Instructions to follow:
Extract the full listing below without altering a single character.

begin Data for this task

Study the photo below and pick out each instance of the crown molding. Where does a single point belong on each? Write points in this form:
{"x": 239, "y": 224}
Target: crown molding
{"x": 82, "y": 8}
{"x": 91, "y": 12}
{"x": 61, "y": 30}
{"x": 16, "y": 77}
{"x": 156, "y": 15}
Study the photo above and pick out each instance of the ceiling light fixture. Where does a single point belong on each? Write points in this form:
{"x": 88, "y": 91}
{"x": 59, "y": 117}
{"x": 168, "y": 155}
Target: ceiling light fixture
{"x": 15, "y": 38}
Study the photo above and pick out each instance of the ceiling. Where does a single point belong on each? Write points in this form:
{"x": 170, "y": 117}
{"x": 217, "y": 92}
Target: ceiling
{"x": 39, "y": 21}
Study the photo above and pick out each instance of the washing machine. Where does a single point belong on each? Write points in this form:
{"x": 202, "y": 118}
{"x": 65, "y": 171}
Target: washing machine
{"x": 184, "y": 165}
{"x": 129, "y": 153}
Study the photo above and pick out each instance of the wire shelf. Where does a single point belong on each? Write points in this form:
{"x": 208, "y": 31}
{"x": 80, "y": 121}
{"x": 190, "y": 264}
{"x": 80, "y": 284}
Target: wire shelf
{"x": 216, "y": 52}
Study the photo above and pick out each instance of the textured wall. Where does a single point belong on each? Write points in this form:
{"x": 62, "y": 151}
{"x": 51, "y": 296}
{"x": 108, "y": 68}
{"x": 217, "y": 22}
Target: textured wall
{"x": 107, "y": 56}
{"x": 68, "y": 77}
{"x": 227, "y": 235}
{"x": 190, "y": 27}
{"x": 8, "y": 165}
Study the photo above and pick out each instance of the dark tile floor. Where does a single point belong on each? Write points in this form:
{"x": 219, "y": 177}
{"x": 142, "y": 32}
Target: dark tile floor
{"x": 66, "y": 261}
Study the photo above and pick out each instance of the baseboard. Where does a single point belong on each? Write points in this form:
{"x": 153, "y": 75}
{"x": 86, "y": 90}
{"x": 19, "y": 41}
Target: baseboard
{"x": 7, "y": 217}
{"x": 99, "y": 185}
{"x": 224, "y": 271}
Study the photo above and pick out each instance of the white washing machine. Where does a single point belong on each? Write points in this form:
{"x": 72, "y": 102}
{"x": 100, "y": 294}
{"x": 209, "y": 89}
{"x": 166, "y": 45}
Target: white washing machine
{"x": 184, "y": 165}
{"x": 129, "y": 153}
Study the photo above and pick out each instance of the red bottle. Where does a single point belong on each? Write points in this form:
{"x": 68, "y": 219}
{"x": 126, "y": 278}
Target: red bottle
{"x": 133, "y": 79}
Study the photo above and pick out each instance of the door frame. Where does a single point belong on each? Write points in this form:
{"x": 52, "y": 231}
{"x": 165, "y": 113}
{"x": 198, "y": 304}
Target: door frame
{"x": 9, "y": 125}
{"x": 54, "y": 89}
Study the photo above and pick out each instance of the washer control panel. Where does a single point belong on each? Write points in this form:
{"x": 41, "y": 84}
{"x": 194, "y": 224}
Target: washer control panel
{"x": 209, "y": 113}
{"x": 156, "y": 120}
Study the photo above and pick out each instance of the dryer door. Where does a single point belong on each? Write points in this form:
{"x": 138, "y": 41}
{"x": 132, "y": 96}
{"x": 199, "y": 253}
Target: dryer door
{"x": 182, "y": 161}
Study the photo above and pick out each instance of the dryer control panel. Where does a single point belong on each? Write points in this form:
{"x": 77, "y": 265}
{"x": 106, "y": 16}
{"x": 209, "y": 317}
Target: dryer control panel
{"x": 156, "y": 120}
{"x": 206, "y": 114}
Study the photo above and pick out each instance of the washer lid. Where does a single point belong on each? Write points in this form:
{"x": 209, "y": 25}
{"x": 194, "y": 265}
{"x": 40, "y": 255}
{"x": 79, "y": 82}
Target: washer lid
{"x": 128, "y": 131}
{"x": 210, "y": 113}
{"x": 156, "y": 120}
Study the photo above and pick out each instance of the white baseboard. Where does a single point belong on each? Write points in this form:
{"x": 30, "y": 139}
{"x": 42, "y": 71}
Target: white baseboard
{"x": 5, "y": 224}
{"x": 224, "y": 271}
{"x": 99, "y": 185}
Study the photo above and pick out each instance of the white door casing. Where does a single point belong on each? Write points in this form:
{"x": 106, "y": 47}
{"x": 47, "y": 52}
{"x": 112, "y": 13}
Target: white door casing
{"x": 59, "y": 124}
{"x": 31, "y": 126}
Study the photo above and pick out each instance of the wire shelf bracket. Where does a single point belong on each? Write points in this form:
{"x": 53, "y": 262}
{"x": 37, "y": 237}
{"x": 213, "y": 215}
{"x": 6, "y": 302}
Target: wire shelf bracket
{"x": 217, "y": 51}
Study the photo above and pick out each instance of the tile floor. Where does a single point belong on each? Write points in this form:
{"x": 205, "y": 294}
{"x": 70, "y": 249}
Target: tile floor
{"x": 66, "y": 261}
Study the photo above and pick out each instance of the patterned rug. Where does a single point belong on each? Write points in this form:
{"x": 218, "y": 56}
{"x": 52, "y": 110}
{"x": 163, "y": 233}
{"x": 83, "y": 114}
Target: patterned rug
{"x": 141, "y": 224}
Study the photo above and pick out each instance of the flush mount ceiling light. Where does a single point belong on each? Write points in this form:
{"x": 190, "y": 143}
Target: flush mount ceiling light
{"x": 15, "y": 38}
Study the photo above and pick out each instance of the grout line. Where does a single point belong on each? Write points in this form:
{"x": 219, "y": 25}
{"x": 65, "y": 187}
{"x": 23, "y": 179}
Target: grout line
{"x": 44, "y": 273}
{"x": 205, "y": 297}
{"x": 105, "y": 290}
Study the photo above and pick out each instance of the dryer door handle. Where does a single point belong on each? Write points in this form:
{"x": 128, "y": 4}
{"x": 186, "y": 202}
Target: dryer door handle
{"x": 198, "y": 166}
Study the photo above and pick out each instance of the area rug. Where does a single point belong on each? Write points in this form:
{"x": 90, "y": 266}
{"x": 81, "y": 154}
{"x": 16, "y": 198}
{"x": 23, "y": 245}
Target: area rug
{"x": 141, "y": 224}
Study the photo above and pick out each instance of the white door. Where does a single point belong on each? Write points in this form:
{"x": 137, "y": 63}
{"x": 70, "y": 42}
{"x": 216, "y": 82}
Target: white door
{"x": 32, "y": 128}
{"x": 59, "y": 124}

end Data for this task

Final answer:
Study the photo below and pick out each instance of the crown molding. Where does a single point belong on each? Write points in this form:
{"x": 239, "y": 224}
Target: crown molding
{"x": 82, "y": 8}
{"x": 91, "y": 12}
{"x": 61, "y": 30}
{"x": 16, "y": 77}
{"x": 156, "y": 15}
Study the photo above and pick out each instance of the ceiling light fixture. Where does a single point belong on each? Write points in this form:
{"x": 88, "y": 91}
{"x": 59, "y": 117}
{"x": 168, "y": 155}
Target: ceiling light fixture
{"x": 15, "y": 38}
Study the photo above and pick out each instance of the ceiling. Where does a single point belong on each? Write points in this form:
{"x": 170, "y": 117}
{"x": 217, "y": 92}
Target: ceiling
{"x": 39, "y": 21}
Study the photo above and pick out each instance of the washing machine. Where does a single point belong on each? Write points in this form:
{"x": 202, "y": 118}
{"x": 65, "y": 171}
Target: washing machine
{"x": 184, "y": 165}
{"x": 129, "y": 153}
Study the photo above and pick out each instance of the wire shelf. Where does a single point belong on each? Write points in this form:
{"x": 208, "y": 31}
{"x": 80, "y": 121}
{"x": 190, "y": 264}
{"x": 80, "y": 284}
Target: wire shelf
{"x": 216, "y": 52}
Study the photo above and pick out each instance of the textured wall. Where does a single point belong on each? Write points in this form:
{"x": 62, "y": 151}
{"x": 51, "y": 296}
{"x": 108, "y": 68}
{"x": 217, "y": 22}
Target: textured wall
{"x": 107, "y": 56}
{"x": 68, "y": 77}
{"x": 227, "y": 235}
{"x": 190, "y": 27}
{"x": 8, "y": 165}
Study the photo above and pick out each instance of the dark tile floor. Where does a single point belong on each? Write points in this form:
{"x": 219, "y": 177}
{"x": 142, "y": 32}
Target: dark tile floor
{"x": 66, "y": 261}
Study the photo above and pick out each instance of the baseboard. Where does a single point belong on each? Write points in this form:
{"x": 153, "y": 75}
{"x": 86, "y": 90}
{"x": 19, "y": 41}
Target: baseboard
{"x": 7, "y": 217}
{"x": 99, "y": 185}
{"x": 224, "y": 271}
Study the photo above and pick out each instance of the white washing machine. Where does a single point belong on each? Write points in this form:
{"x": 72, "y": 102}
{"x": 100, "y": 294}
{"x": 209, "y": 89}
{"x": 166, "y": 45}
Target: white washing machine
{"x": 184, "y": 165}
{"x": 129, "y": 153}
Study the photo above and pick out each instance of the red bottle. Where does a single point belong on each? Write points in this form:
{"x": 68, "y": 219}
{"x": 126, "y": 278}
Target: red bottle
{"x": 133, "y": 79}
Study the photo above and pick out each instance of the door frame. Where does a single point belong on each? Write points in this form:
{"x": 52, "y": 231}
{"x": 165, "y": 113}
{"x": 198, "y": 304}
Target: door frame
{"x": 9, "y": 125}
{"x": 54, "y": 89}
Study the photo above and pick out each instance of the washer control panel. Where does a single point belong on each? Write points in this form:
{"x": 41, "y": 84}
{"x": 194, "y": 224}
Target: washer control panel
{"x": 209, "y": 113}
{"x": 156, "y": 120}
Study the photo above and pick out each instance of the dryer door. Where does a single point belong on each? Write points in this form:
{"x": 138, "y": 41}
{"x": 132, "y": 96}
{"x": 199, "y": 253}
Target: dryer door
{"x": 182, "y": 161}
Study the photo above and pick out each instance of the dryer control panel. Where does a single point belong on each? Write points in this form:
{"x": 77, "y": 265}
{"x": 106, "y": 16}
{"x": 209, "y": 317}
Target: dryer control panel
{"x": 156, "y": 120}
{"x": 206, "y": 114}
Study the photo above and pick out each instance of the washer lid. Where does a single point belong on each? Write points in this form:
{"x": 209, "y": 25}
{"x": 194, "y": 265}
{"x": 40, "y": 255}
{"x": 79, "y": 82}
Target: washer lid
{"x": 128, "y": 131}
{"x": 210, "y": 113}
{"x": 156, "y": 120}
Study the photo above and pick out each instance of the white baseboard. Where does a single point belong on each? Write points in this form:
{"x": 30, "y": 139}
{"x": 42, "y": 71}
Target: white baseboard
{"x": 5, "y": 224}
{"x": 224, "y": 271}
{"x": 99, "y": 185}
Study the photo above and pick out each instance of the white door casing. Where does a single point belong on each? Write points in this form:
{"x": 106, "y": 47}
{"x": 47, "y": 52}
{"x": 112, "y": 13}
Target: white door casing
{"x": 59, "y": 124}
{"x": 31, "y": 126}
Study the photo above and pick out each instance of the wire shelf bracket. Where does a single point belong on each? Write points in this form:
{"x": 53, "y": 262}
{"x": 37, "y": 237}
{"x": 213, "y": 215}
{"x": 6, "y": 302}
Target: wire shelf bracket
{"x": 217, "y": 51}
Study the photo above and pick out each instance of the tile floor. Where does a single point belong on each? Write points in this form:
{"x": 205, "y": 294}
{"x": 70, "y": 249}
Target: tile floor
{"x": 66, "y": 261}
Study the photo above and pick out each instance of the patterned rug. Where does a single point belong on each? Write points in this form:
{"x": 218, "y": 56}
{"x": 52, "y": 110}
{"x": 163, "y": 233}
{"x": 83, "y": 114}
Target: patterned rug
{"x": 141, "y": 224}
Study the photo above and pick out each instance of the flush mount ceiling light. Where does a single point belong on each? Write points in this form:
{"x": 190, "y": 143}
Target: flush mount ceiling light
{"x": 15, "y": 38}
Study the photo above and pick out each instance of the grout line. Where does a single point belong on each? Write points in this form:
{"x": 219, "y": 25}
{"x": 65, "y": 187}
{"x": 23, "y": 179}
Target: grout line
{"x": 44, "y": 273}
{"x": 205, "y": 297}
{"x": 105, "y": 290}
Study the photo above and pick out each instance of the dryer door handle. Where does a single point belong on each? Write points in this form:
{"x": 128, "y": 4}
{"x": 186, "y": 202}
Target: dryer door handle
{"x": 198, "y": 166}
Study the photo above and pick out each instance of the area rug. Where does a single point belong on each? Write points in this form:
{"x": 90, "y": 266}
{"x": 81, "y": 154}
{"x": 16, "y": 198}
{"x": 23, "y": 245}
Target: area rug
{"x": 141, "y": 224}
Study the photo above and pick out each instance of the white door. Where does a single point belong on each? Write points in this form:
{"x": 137, "y": 63}
{"x": 70, "y": 42}
{"x": 216, "y": 82}
Target: white door
{"x": 32, "y": 128}
{"x": 59, "y": 124}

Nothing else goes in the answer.